Point localization data:
|---|
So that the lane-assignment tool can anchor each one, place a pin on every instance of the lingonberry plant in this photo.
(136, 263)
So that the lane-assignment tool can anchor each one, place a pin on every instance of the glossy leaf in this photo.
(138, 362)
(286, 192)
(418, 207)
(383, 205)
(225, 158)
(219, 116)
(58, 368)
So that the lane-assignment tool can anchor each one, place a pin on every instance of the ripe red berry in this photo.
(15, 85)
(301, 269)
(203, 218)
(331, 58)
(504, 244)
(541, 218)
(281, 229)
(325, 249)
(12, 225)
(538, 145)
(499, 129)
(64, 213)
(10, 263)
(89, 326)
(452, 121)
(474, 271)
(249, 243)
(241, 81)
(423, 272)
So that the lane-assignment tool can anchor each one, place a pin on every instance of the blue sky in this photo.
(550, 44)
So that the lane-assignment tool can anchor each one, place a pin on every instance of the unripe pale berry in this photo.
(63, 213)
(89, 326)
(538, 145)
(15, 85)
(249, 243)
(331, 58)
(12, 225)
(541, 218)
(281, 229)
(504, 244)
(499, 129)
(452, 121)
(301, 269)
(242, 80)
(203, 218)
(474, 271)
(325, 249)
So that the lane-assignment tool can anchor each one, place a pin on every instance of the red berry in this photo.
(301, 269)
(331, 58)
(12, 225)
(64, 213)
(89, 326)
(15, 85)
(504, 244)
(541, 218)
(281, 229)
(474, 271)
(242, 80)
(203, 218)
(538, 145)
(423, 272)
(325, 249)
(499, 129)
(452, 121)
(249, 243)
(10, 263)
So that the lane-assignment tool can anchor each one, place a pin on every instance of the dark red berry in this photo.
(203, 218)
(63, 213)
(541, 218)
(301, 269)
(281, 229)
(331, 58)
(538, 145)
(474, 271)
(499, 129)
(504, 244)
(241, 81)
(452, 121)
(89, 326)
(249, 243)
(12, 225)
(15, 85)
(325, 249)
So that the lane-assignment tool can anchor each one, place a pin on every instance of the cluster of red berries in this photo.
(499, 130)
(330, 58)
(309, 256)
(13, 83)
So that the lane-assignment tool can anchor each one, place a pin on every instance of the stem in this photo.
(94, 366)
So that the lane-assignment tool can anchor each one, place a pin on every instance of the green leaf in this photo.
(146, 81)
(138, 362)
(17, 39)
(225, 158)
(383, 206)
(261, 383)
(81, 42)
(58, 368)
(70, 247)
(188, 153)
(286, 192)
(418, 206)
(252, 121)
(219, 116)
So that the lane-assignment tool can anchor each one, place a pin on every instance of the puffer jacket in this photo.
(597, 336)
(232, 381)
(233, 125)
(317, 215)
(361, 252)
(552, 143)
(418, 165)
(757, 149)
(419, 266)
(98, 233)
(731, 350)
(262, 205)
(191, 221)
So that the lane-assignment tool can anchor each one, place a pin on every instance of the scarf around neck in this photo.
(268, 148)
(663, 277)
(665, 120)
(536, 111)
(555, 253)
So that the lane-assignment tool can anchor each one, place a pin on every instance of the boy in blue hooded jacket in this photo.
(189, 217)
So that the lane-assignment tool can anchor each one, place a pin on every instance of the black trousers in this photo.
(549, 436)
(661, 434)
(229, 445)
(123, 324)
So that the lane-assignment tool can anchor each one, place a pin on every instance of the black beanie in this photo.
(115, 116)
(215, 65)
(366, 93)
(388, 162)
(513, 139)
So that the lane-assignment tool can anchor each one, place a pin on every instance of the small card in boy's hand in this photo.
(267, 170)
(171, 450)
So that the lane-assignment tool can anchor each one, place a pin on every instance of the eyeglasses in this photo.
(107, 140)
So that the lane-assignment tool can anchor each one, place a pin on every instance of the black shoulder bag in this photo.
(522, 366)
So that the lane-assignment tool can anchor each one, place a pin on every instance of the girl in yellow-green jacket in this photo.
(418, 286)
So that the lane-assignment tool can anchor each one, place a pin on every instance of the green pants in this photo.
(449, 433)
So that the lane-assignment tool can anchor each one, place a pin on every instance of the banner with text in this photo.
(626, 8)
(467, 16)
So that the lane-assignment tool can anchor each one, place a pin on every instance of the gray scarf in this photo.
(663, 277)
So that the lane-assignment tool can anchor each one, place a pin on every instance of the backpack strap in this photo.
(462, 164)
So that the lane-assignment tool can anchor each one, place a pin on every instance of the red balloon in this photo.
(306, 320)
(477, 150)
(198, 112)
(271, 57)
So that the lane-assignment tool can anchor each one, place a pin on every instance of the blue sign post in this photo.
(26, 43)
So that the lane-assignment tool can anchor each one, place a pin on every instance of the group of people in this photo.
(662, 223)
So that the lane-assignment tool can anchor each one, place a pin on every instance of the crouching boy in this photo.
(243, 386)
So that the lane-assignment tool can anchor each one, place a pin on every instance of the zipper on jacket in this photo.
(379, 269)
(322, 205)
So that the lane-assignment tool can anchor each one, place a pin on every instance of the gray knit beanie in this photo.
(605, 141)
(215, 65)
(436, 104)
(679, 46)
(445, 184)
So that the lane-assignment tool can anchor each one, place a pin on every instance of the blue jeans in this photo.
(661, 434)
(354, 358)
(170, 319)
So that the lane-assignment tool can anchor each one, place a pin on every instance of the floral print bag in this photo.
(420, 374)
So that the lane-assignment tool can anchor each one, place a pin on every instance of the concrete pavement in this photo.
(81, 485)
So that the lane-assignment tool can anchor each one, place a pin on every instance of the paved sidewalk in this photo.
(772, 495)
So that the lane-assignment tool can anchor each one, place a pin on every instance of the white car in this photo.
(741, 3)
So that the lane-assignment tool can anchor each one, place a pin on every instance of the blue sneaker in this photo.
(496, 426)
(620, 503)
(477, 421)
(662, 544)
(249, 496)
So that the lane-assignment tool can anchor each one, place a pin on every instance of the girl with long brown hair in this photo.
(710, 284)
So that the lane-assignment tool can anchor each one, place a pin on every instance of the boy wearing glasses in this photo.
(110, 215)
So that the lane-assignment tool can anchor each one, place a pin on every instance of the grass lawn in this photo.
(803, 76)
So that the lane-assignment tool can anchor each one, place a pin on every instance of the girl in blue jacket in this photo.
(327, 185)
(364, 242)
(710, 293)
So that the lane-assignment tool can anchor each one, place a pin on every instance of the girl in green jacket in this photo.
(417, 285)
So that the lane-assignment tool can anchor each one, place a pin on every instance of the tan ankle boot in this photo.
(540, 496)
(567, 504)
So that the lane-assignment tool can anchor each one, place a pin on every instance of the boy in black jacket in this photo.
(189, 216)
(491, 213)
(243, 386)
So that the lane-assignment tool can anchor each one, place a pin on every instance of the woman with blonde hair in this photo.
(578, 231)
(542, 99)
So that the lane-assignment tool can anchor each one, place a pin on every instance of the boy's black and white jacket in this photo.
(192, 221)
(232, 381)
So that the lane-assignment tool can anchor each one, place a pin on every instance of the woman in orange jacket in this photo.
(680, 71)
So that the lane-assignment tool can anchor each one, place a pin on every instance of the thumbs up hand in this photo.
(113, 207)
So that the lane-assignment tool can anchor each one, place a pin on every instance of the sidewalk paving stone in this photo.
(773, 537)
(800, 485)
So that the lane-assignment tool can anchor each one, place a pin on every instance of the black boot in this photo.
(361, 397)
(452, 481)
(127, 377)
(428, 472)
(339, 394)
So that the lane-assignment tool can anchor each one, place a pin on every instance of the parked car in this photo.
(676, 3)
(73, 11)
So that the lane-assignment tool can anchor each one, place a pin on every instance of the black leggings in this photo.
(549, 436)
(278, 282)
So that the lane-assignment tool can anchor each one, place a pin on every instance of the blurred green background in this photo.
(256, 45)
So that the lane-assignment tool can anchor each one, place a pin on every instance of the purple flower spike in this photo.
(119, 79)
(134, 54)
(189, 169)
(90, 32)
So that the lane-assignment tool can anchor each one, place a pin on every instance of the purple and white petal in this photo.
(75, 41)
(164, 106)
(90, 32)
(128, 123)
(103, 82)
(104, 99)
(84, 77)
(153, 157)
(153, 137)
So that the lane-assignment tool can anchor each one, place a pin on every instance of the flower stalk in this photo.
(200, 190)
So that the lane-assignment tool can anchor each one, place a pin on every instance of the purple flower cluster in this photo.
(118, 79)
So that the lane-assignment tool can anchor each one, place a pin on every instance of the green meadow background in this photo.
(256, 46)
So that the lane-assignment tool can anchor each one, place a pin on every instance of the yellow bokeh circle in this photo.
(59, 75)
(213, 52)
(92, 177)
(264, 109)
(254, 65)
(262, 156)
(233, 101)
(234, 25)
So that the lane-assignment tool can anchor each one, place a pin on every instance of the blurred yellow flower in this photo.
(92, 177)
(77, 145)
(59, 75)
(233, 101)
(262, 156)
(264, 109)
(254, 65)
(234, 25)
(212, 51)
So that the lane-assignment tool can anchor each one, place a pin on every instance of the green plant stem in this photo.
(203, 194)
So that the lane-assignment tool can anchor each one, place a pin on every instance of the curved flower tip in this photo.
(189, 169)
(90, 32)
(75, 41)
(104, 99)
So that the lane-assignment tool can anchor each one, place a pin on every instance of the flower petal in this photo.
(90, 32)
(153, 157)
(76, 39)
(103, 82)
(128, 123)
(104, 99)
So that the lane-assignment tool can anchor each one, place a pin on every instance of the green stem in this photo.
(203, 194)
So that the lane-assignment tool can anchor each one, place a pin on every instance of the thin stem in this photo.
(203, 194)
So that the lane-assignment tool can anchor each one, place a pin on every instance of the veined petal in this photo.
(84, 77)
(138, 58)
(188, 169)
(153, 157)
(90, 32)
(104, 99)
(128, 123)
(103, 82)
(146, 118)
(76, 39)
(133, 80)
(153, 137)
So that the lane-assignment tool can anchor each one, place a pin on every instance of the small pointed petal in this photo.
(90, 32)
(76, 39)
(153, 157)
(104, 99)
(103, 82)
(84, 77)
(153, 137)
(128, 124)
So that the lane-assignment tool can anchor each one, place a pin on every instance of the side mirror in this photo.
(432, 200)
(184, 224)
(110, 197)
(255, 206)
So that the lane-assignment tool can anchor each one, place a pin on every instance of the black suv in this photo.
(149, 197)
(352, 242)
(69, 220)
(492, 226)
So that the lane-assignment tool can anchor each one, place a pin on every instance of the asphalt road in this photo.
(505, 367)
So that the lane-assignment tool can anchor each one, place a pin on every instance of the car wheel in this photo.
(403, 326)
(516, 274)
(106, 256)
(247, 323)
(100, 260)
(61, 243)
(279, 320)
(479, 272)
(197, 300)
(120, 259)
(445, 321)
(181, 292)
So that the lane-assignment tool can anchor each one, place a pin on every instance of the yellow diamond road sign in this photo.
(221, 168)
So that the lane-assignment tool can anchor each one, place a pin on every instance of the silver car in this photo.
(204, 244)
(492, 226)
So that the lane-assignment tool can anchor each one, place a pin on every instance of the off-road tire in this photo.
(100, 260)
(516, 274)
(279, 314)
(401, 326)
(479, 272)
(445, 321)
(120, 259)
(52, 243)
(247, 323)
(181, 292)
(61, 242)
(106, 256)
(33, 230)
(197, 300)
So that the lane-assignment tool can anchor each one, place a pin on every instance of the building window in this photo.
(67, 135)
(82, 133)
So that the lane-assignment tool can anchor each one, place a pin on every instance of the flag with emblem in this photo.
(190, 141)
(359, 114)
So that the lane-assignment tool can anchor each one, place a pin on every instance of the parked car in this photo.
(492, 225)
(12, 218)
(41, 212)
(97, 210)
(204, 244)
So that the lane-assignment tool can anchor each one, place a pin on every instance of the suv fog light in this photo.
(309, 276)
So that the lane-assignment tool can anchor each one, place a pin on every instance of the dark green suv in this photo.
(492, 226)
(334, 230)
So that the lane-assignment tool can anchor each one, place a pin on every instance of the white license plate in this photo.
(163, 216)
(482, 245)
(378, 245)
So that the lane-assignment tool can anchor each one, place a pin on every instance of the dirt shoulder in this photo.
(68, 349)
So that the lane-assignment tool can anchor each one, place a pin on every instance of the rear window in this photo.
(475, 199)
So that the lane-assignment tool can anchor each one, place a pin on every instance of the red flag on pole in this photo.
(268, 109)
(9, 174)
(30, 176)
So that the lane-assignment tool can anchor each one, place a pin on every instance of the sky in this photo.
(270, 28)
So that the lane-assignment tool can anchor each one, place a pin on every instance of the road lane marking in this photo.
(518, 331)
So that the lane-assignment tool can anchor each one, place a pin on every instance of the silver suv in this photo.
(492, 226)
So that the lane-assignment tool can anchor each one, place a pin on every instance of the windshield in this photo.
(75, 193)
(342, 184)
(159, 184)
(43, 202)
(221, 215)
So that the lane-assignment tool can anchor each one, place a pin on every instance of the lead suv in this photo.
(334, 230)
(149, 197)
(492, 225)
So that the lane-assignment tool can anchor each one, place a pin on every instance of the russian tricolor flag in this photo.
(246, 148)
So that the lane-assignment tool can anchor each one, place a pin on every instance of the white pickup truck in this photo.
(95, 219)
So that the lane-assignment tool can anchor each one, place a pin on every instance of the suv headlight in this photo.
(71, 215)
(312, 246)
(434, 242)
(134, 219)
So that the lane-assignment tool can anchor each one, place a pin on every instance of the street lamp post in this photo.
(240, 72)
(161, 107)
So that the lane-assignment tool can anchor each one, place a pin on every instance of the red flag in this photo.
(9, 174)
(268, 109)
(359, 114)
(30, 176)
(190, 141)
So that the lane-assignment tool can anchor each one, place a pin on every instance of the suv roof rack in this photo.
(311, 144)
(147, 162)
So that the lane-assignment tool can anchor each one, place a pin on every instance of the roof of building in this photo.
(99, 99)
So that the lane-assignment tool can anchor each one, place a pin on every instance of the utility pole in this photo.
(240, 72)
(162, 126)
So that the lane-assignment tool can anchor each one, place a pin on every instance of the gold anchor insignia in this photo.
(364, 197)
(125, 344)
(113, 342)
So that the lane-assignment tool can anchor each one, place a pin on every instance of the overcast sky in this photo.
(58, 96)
|---|
• Problem to work on: All lines from the one with "headlight in this photo." through the end of the data must be repeated exactly, and nothing else may be repeated.

• Task result:
So that the lane-assignment tool can anchor each one, place a pin on every instance of the suv headlight in this photo.
(71, 215)
(312, 246)
(434, 242)
(134, 219)
So that the lane-assignment tool can anchor each one, place a pin on every instance of the street lamp post in this photo.
(240, 72)
(161, 107)
So that the lane-assignment tool can anchor each one, place a pin on every instance of the red flag in this photo.
(9, 174)
(268, 109)
(359, 114)
(30, 176)
(190, 141)
So that the lane-assignment tool can anchor each one, place a pin on every instance of the suv roof rack in this photo.
(311, 144)
(147, 162)
So that the lane-assignment tool can anchor each one, place a pin on every instance of the roof of building in this photo.
(99, 99)
So that the lane-assignment tool can anchor each one, place a pin on every instance of the utility pole in this photo.
(240, 72)
(162, 126)
So that the lane-assignment tool can anchor each one, place a pin on every instance of the gold anchor insignia in this photo.
(364, 197)
(125, 344)
(113, 342)
So that the lane-assignment tool can anchor each one, place a pin on every instance of the overcast sky in this photo.
(58, 96)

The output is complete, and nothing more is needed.